- What is needed -
Render the lines of the records from the line containing "it: point(468, 280)." through the end of the records as a numbered list, leaving out any blank lines.

>> begin Supplied records

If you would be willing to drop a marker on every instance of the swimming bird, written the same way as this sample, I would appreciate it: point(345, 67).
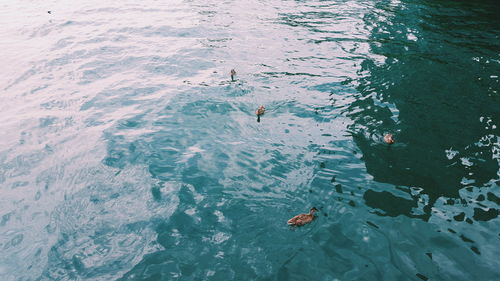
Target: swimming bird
point(302, 219)
point(388, 139)
point(260, 111)
point(233, 73)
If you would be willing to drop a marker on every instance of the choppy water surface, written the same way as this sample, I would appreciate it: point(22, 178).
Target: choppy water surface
point(126, 153)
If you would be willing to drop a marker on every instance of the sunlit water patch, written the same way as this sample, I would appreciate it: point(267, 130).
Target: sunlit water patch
point(127, 153)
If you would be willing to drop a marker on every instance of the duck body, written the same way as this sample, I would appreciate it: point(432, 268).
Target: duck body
point(233, 73)
point(388, 139)
point(260, 111)
point(303, 219)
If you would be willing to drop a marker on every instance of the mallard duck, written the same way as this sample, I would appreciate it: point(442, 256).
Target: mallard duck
point(233, 73)
point(302, 219)
point(260, 111)
point(388, 139)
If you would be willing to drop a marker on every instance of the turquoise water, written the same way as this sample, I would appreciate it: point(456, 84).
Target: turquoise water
point(126, 152)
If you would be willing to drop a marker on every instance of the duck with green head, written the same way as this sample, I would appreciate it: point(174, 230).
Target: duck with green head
point(302, 219)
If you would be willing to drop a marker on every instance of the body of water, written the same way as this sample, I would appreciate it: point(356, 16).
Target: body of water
point(127, 153)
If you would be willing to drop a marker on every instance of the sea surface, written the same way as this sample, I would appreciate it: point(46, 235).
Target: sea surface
point(127, 153)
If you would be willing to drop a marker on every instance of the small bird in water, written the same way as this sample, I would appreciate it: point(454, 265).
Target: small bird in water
point(260, 111)
point(302, 219)
point(388, 139)
point(233, 73)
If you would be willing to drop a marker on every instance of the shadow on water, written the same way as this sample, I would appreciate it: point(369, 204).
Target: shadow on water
point(436, 90)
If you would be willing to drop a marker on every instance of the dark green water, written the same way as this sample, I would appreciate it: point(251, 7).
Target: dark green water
point(126, 153)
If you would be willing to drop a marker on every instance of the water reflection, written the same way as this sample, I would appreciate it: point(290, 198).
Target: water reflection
point(434, 92)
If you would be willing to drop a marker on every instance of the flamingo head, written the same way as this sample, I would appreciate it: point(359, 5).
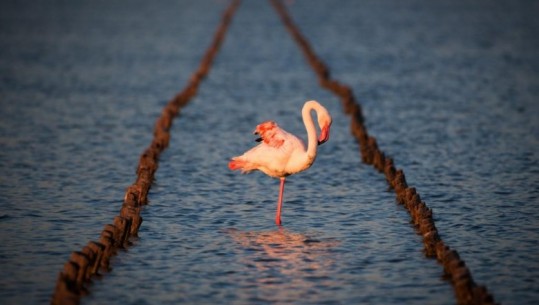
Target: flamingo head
point(324, 121)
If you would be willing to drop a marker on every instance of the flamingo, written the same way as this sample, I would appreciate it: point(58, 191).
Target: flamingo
point(280, 153)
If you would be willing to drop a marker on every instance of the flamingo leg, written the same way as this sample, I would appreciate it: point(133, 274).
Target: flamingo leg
point(280, 203)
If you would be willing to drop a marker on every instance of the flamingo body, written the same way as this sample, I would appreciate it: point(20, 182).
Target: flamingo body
point(281, 153)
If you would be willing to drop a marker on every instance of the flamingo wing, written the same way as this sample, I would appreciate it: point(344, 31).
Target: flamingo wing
point(272, 155)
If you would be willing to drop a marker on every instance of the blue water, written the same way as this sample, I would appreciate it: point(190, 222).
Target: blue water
point(449, 89)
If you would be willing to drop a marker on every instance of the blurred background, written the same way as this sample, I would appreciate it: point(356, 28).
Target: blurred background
point(448, 88)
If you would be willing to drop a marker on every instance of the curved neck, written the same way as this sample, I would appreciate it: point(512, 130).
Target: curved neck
point(312, 142)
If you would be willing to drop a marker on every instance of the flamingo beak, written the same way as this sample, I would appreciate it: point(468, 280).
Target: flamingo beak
point(324, 134)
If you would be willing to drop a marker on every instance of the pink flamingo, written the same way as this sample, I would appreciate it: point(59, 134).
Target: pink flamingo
point(280, 153)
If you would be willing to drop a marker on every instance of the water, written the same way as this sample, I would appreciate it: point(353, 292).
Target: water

>> end Supplied records

- Exercise response -
1. If you would be willing to drop a marker on every instance of the flamingo beak, written the same way as this sample, I would appreciate it: point(468, 280).
2. Target: flamingo beak
3. point(324, 134)
4. If you would be willing to drop a marker on every instance of the pink flamingo, written the same way as this sample, I would appreciate it: point(59, 134).
5. Target: pink flamingo
6. point(280, 153)
7. If you would be willing to drop a marker on every instance of the water, written the same way as this sample, I would appreciate it: point(353, 292).
8. Target: water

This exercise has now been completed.